Problem to work on: In the material below, print every line exactly and omit the pictures.

Input material:
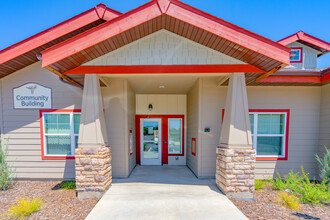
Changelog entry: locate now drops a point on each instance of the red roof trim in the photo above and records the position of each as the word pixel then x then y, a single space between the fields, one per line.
pixel 292 79
pixel 307 38
pixel 61 29
pixel 157 69
pixel 177 10
pixel 102 32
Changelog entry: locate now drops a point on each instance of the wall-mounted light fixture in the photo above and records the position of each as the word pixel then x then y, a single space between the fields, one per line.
pixel 150 107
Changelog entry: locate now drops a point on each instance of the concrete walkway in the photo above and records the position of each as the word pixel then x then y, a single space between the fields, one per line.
pixel 164 192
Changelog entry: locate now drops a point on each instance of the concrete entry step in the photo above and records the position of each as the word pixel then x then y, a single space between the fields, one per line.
pixel 164 192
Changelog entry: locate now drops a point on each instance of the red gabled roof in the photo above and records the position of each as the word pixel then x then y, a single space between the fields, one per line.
pixel 24 53
pixel 307 40
pixel 174 16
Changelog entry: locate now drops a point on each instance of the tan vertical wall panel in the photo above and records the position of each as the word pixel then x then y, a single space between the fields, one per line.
pixel 304 105
pixel 22 127
pixel 212 102
pixel 114 99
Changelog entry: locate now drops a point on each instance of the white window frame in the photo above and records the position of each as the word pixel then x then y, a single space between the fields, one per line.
pixel 72 134
pixel 168 132
pixel 255 135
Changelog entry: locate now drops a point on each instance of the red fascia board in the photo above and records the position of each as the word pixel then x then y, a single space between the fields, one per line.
pixel 229 31
pixel 292 79
pixel 100 33
pixel 307 38
pixel 171 69
pixel 296 79
pixel 177 10
pixel 57 31
pixel 325 77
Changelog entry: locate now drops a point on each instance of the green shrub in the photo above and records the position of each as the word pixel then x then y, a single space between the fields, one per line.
pixel 6 171
pixel 68 184
pixel 311 192
pixel 301 186
pixel 288 201
pixel 261 184
pixel 24 207
pixel 324 165
pixel 279 183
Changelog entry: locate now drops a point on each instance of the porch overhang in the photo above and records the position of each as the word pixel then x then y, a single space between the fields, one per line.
pixel 177 18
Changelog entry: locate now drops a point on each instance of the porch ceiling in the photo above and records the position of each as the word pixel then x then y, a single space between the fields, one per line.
pixel 150 84
pixel 175 17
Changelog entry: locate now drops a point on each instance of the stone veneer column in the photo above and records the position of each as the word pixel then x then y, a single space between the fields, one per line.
pixel 235 163
pixel 93 155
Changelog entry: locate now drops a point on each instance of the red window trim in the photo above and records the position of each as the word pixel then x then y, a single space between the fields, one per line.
pixel 287 111
pixel 43 157
pixel 193 152
pixel 301 51
pixel 164 118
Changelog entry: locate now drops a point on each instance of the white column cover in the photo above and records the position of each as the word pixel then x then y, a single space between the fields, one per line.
pixel 92 130
pixel 236 130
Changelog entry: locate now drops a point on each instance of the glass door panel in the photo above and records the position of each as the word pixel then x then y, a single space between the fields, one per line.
pixel 151 141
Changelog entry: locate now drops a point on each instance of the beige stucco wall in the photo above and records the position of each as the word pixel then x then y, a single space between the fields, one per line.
pixel 131 102
pixel 118 100
pixel 165 105
pixel 304 105
pixel 22 127
pixel 193 124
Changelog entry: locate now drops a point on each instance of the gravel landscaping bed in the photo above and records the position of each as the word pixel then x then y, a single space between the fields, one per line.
pixel 265 207
pixel 58 203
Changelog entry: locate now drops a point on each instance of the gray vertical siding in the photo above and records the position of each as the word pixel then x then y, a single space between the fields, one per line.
pixel 22 127
pixel 304 105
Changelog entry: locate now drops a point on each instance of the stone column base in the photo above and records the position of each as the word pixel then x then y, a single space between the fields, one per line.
pixel 235 172
pixel 93 171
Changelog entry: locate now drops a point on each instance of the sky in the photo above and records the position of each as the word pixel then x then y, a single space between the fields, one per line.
pixel 273 19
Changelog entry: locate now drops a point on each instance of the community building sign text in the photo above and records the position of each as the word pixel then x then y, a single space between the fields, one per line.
pixel 32 96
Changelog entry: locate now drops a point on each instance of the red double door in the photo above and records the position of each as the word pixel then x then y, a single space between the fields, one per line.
pixel 163 147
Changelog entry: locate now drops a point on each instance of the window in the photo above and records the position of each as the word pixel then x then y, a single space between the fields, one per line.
pixel 269 133
pixel 297 55
pixel 60 130
pixel 175 146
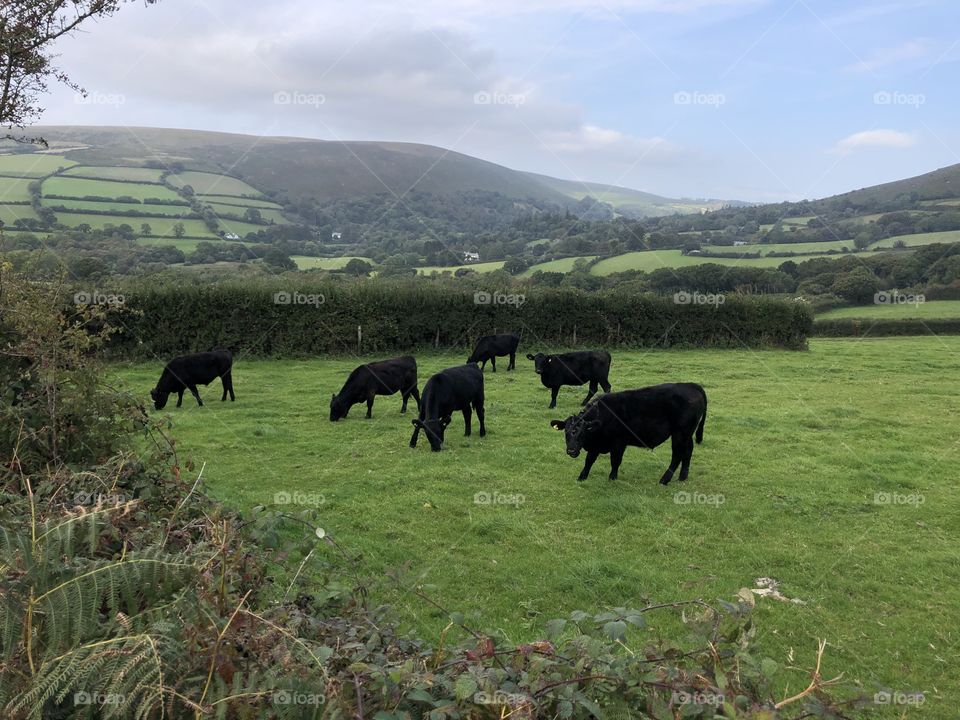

Solution for this exercise:
Changelog entry: locate now drops a point on each instance of the red roof trim in the photo above and records the position of each as the word pixel then x then y, a single space between the fields, one per line.
pixel 292 79
pixel 307 38
pixel 61 29
pixel 157 69
pixel 177 10
pixel 102 32
Changelog entry: locate now drops a point on each instance of the wall-mounted light fixture in the photo above and records the position of each as the word pixel then x then y, a single space between the fields, one per line.
pixel 150 107
Changelog entry: locate now drops a point on each instance of the concrete walkway in the photo above and records the position of each as the word pixel then x then y, a single space between the fields, one per line.
pixel 164 192
Changelog entry: locate now drops a point on each instance of the concrete entry step in the photo above and records the position of each as the word pixel then x then y, a single space between the fields, one per line.
pixel 164 192
Changelog entry: locate now drops a point on each instance of the red gabled roof in the photo above and records the position of each as the word pixel then x then y, a single space between the fields, one per line.
pixel 24 53
pixel 307 40
pixel 174 16
Changelog entry: locate now drops a point on each instance of the tan vertical wall panel in the photo above and records the position of each as the word pixel then x then y, a single space between the fields, one per line.
pixel 304 105
pixel 22 127
pixel 212 102
pixel 114 99
Changelog entry: locate now drops a point on each instance of the white window frame in the photo above and records the position of each as the word pixel then x then y, a single space between the fields, one per line.
pixel 72 134
pixel 168 132
pixel 255 135
Changelog entry: locate now drops a point on each instance of the red fascia board in the photo above and records the position of each as the word pixel then x then y, a single space between the fields, one per line.
pixel 229 31
pixel 292 79
pixel 100 33
pixel 307 38
pixel 171 69
pixel 296 79
pixel 177 10
pixel 57 31
pixel 325 77
Changelog entry: locate now drops a point on each instance of the green shrub in the photo above and records the position of each as the word pixel then x then y, a single space between the fields, one per line.
pixel 6 171
pixel 68 184
pixel 311 192
pixel 301 186
pixel 288 201
pixel 261 184
pixel 24 207
pixel 324 165
pixel 279 183
Changelog entry: locate now drops a point on each instance of the porch overhang in the photo above and records the position of each as the word pixel then x then y, a single space between the fields, one per line.
pixel 177 18
Changelog entry: locate now drops a point on each instance of the porch ceiling in the photo above and records the position of each as the word pixel then x then y, a single space between the fields, one per line.
pixel 150 84
pixel 175 17
Changelog entry: locate now drops a point on each instance of the stone veneer column in the photo above and records the position of each as the word pixel then x then y, a single space between the fields, one per line.
pixel 235 163
pixel 93 155
Changelog entry: locate now drops a point on each instance of the red window trim in the photo above and records the position of each as the word pixel then x then y, a single space between the fields, one per line.
pixel 287 111
pixel 43 157
pixel 193 152
pixel 301 51
pixel 164 118
Changelog entry: locate now drops a point on each instance of the white column cover in the photo above and records the position of each as the word pixel then x then y, a single space between the fields, one per line.
pixel 92 130
pixel 236 130
Changelog entry: locate now drops a point on each instance of the glass door panel in the photo above and records the position of each as the word pixel then x then y, a single space between the fields, one per line.
pixel 151 141
Changelog entry: locate now drops a point on each instance of the beige stucco wall in the photo above and records the position of each as the word pixel then x then y, a single space between the fields, one per line.
pixel 131 102
pixel 118 100
pixel 165 105
pixel 304 105
pixel 22 127
pixel 193 124
Changelog entry: locate now drops a point on each instance of the gravel landscaping bed in the photo above and records the position of each as the word pixel then x then y, a single space between the fields, one per line.
pixel 265 207
pixel 58 203
Changelog entry: locate now drops a point on each instance of the gray vertical siding in the photo above and records the position of each as the word pixel then x then y, a single space between the fields, one per line.
pixel 22 127
pixel 304 105
Changelog entry: locate now drops a point on each instance of the stone column base in the photo above and records the position of each as the word pixel then x then y, a single space between the fields, one per line.
pixel 235 172
pixel 93 171
Changelog entry: locate now drops a point on each instance of the sky in the photo above and records the position of each as the word pixel then x then y, a single space between the fields, one per line.
pixel 273 19
Changelog entry: locate now drops a point on each instance of the community building sign text in the photo above and records the position of each as the word pixel then x then y, a single space between the fields, one per line.
pixel 32 96
Changelog entry: locate now drops a point on each instance of the red double door in the photo above and records the position of each as the word pixel then x then y, a single space between the fields, one per line.
pixel 163 147
Changelog entry: locate now drops a point on each instance of the window in the photo above and records the position of each as the word pixel then x then y, a single space between the fields, one per line.
pixel 269 133
pixel 297 55
pixel 60 130
pixel 175 146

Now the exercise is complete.